» Questions à traiter:
A) Pouvez-vous reproduire à l'identique le passage de l'extrait sur The Handmaid's Tale qui commence par « Il y a dans » et se poursuit jusqu'à « conflictuelle du transhumanisme. » ?
B) Pouvez-vous reprendre l'extrait sur The Handmaid's Tale là où il s'arrête et en écrire la suite ?

» Texte d'exercice:
|---|
Il y a dans The Handmaid’s Tale, une scène terrifiante d’accouchement par procuration forcée (voir la description ci-dessous des premiers épisodes). N’illustre-t-elle pas involontairement les dérives inévitables de ces évolutions sociétales? Selon moi, la barbarie qui se profile à l’horizon de nos sociétés occidentales n’a pas grand-chose à voir idéologiquement avec le régime totalitaire inventé il y a 35 ans par Margaret Atwood. Elle prend plutôt la forme monstrueuse et conflictuelle du transhumanisme.

Les quatre premiers épisodes
handdmadeL’action se focalise sur les premiers pas d’Offred (nom qui lui a été attribué) dans cet univers concentrationnaire et paranoïaque, où chacun(e) est constamment sous la surveillance de tous, la police secrète (The Eye) traquant le moindre signe de déviance. Il existe des rebelles, et le pays est en guerre civile, mais tout cela reste (pour l’instant) en arrière-plan. Les intellectuels sont envoyés dans des colonies. Les lesbiennes sont classifiées d’«anti-femmes».
|---|
» Données brutes:

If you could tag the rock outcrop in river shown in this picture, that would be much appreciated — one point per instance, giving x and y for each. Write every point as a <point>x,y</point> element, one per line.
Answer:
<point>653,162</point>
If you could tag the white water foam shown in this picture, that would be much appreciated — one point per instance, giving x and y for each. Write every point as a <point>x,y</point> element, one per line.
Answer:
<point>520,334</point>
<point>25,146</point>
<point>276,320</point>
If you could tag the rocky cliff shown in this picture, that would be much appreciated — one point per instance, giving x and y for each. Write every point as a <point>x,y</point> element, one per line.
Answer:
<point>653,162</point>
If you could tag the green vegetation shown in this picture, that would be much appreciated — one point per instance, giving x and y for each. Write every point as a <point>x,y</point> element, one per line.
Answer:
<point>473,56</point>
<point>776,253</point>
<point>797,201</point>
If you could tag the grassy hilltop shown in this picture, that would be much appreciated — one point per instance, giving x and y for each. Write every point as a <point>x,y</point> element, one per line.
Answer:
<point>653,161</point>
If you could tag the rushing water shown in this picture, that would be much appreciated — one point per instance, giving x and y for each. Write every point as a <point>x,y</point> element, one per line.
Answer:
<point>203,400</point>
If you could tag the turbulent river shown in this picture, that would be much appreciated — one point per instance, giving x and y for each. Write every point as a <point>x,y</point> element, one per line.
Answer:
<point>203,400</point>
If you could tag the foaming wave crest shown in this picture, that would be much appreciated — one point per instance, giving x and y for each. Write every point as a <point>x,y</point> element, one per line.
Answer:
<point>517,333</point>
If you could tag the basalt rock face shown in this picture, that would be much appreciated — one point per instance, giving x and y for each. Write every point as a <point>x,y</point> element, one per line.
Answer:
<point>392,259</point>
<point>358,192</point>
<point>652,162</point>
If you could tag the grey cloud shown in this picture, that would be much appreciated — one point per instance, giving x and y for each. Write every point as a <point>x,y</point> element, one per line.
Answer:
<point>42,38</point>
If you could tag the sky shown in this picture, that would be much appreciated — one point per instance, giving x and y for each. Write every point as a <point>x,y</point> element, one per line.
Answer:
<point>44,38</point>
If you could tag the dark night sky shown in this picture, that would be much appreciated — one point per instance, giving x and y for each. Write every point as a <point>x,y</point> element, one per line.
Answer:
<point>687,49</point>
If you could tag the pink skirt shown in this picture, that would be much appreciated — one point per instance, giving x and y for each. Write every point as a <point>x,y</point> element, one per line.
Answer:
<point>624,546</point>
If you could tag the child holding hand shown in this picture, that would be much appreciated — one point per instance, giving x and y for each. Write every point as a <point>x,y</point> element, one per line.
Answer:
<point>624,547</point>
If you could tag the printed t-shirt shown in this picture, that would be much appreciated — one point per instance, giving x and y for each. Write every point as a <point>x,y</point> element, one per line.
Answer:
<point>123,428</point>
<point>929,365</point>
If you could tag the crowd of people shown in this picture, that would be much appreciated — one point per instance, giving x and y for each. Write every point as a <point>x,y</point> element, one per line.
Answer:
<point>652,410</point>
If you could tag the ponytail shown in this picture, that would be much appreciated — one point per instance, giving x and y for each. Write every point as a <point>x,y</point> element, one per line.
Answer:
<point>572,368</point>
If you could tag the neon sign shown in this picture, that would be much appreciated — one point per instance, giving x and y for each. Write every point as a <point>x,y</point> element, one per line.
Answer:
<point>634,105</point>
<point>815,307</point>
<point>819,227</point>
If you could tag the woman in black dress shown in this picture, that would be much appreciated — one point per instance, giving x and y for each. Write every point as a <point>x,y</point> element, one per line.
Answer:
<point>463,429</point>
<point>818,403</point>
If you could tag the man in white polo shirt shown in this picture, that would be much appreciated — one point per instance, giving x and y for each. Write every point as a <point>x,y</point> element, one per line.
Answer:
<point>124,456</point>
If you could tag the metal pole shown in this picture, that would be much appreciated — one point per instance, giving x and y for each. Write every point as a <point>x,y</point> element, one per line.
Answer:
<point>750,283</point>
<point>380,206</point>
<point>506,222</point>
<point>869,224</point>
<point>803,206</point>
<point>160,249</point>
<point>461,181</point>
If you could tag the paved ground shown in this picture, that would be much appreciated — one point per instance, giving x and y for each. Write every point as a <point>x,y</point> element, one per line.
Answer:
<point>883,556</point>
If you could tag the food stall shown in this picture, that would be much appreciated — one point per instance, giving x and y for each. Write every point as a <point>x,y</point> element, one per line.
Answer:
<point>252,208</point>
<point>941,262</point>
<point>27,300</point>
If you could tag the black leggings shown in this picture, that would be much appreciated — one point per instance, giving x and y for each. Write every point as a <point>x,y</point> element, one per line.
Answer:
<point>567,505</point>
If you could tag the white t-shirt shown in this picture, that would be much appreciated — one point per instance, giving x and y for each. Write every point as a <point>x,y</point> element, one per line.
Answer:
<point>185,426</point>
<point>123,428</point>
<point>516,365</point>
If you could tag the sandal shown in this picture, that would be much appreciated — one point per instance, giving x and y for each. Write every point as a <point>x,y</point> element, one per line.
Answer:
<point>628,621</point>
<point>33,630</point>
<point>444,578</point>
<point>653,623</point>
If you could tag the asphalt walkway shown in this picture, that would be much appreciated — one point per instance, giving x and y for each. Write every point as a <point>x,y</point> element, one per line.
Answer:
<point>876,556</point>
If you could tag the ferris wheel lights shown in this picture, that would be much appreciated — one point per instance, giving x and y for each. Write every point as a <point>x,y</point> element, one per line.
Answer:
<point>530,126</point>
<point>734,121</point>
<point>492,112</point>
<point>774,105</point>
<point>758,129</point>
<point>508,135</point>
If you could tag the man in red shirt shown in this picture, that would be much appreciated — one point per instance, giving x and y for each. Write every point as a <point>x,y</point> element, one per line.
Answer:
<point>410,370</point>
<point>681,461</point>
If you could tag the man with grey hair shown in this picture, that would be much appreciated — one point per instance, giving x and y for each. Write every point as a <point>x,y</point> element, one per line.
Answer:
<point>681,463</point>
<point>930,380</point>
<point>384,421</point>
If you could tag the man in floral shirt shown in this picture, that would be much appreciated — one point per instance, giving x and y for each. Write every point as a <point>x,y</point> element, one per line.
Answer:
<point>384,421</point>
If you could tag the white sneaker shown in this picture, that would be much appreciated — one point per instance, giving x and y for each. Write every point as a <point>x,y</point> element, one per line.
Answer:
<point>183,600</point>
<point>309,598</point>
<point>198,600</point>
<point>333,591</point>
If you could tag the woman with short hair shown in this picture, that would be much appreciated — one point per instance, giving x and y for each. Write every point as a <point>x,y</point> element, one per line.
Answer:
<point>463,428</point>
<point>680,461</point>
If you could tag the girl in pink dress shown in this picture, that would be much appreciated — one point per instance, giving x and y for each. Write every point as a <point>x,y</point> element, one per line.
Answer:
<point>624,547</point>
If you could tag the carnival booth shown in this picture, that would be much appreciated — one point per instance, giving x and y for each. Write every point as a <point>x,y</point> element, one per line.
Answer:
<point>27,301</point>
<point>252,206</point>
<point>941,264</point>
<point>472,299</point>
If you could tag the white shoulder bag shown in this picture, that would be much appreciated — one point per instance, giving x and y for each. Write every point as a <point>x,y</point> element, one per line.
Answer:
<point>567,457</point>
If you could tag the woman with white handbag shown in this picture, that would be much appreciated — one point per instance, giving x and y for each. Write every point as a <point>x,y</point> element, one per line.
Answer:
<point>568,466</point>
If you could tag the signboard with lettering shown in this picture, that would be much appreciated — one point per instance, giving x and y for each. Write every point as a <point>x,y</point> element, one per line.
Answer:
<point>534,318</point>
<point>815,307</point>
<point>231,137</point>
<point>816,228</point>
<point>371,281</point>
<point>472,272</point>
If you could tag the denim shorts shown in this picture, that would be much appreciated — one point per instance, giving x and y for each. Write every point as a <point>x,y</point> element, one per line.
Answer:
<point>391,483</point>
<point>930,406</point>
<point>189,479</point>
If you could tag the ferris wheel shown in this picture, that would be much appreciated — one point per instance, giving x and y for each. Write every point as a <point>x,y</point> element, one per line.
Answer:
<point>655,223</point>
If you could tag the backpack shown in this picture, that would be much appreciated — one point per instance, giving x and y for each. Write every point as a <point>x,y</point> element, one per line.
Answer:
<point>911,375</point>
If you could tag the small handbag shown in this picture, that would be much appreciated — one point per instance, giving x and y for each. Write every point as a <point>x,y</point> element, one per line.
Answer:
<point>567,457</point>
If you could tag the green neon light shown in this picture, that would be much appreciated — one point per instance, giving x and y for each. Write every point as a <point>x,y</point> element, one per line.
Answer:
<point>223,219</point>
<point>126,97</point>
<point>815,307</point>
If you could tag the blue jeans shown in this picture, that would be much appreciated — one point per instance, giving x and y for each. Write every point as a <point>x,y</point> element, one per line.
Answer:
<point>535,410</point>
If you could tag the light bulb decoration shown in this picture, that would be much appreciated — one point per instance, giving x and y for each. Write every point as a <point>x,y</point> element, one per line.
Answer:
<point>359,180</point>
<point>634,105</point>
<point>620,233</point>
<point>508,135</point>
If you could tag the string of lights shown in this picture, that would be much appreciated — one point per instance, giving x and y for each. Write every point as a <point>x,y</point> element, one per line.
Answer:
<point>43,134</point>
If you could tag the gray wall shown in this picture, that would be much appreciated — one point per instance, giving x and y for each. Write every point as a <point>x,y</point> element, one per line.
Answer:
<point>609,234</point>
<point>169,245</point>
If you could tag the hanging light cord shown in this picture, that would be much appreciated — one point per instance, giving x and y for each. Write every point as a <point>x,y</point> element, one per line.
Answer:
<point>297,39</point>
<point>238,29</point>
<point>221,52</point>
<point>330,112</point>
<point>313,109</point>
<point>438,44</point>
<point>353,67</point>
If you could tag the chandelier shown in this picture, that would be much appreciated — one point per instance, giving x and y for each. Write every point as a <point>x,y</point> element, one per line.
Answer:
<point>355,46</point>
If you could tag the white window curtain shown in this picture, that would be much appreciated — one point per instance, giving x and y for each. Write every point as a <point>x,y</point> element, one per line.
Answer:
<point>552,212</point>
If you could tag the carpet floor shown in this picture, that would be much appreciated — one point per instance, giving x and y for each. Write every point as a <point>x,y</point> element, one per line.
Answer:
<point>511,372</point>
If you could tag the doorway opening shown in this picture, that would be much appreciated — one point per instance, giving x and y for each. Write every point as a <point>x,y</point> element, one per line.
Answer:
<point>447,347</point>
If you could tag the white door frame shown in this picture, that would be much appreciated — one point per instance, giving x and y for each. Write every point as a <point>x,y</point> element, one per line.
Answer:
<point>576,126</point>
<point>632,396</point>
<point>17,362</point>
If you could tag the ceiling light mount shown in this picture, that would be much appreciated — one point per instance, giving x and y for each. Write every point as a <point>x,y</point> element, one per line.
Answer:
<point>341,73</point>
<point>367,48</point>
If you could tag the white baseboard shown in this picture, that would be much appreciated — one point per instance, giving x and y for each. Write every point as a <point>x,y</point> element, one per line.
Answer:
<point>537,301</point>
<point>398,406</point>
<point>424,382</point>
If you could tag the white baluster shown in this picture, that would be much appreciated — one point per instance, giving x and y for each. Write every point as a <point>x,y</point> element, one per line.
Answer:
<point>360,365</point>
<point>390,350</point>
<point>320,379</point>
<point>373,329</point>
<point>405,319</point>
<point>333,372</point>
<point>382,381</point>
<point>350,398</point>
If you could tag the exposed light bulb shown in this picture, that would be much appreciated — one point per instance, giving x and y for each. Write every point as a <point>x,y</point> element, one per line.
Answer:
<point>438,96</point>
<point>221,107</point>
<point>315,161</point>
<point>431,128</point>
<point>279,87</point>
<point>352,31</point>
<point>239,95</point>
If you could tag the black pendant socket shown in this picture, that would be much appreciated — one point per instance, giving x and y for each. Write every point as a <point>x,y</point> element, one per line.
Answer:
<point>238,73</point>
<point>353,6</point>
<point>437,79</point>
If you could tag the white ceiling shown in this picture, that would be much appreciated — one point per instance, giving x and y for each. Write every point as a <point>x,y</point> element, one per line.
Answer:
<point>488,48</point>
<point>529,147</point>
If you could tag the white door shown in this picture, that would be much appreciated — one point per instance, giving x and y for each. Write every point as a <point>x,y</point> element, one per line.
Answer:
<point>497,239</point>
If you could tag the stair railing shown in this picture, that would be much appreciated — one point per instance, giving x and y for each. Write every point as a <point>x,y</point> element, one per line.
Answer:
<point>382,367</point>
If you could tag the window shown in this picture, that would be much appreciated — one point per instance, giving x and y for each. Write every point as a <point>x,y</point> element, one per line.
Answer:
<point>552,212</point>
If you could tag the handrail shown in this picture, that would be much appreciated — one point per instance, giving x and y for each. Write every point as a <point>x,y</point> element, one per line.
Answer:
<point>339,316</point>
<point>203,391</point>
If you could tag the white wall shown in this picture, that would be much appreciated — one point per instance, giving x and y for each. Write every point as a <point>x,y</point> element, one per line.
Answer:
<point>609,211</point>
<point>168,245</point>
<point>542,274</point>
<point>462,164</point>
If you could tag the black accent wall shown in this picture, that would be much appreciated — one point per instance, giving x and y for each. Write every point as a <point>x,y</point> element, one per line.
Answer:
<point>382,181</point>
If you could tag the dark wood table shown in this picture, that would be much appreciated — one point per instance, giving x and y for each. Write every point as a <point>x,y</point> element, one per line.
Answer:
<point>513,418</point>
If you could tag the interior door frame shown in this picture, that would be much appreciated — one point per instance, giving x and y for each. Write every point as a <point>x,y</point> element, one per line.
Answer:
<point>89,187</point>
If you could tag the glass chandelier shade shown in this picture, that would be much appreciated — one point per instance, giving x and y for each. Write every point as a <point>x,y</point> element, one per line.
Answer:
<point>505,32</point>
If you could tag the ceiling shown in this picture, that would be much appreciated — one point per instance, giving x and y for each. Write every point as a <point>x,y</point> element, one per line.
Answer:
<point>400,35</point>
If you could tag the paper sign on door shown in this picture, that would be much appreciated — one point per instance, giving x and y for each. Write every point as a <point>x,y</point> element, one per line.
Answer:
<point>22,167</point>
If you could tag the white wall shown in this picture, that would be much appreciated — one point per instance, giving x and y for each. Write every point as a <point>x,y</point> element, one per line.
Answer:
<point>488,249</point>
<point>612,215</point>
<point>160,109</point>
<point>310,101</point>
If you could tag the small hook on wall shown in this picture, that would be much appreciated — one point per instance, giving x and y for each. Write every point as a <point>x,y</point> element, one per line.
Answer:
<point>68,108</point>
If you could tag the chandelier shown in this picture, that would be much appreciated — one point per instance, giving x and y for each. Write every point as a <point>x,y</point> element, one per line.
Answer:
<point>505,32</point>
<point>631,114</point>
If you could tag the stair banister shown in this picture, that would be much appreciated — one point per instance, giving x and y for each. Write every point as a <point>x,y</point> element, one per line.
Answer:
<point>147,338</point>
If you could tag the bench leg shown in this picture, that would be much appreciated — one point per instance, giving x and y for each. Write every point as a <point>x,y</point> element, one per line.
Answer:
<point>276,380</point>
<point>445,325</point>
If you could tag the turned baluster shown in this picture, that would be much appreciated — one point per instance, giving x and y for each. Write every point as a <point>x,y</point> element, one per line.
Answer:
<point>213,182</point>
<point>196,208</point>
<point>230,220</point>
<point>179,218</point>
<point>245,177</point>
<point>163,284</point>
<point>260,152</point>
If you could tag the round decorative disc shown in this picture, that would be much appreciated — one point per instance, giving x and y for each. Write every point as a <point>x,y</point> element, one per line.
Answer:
|---|
» Réponses par tâche:
A)
Il y a dans The Handmaid’s Tale, une scène terrifiante d’accouchement par procuration forcée (voir la description ci-dessous des premiers épisodes). N’illustre-t-elle pas involontairement les dérives inévitables de ces évolutions sociétales? Selon moi, la barbarie qui se profile à l’horizon de nos sociétés occidentales n’a pas grand-chose à voir idéologiquement avec le régime totalitaire inventé il y a 35 ans par Margaret Atwood. Elle prend plutôt la forme monstrueuse et conflictuelle du transhumanisme.

B)
Les servantes sexuelles comme Offred, vêtues comme des nones de cornettes blanches et robes écarlates, se déplacent deux à deux sur des trajets imposés, en longeant de hauts murs où sont suspendus les corps des victimes de la répression: les cadavres cagoulés sont estampillés de signes distinctifs -médecins, homosexuels, prêtres-, leur culpabilité relevant toujours d’une hétérodoxie par rapport aux canons du nouvel ordre sexuel.
Le premier épisode raconte comment Offred et d’autres jeunes filles fécondes ont été rééduquées dans The Red Center sous la houlette électrique de Tante Lydia. L’une des «délurées» ayant eu le malheur de ricaner lors d’un cours collectif, elle se fait arracher un œil illico. Ben oui, «si ton œil est pour toi une occasion de chute, arrache-le» (Marc 9,46), alors autant donner un petit coup de main aux pécheresses. Et après tout, comme dit un personnage, elles n’ont pas besoin d’yeux pour se reproduire.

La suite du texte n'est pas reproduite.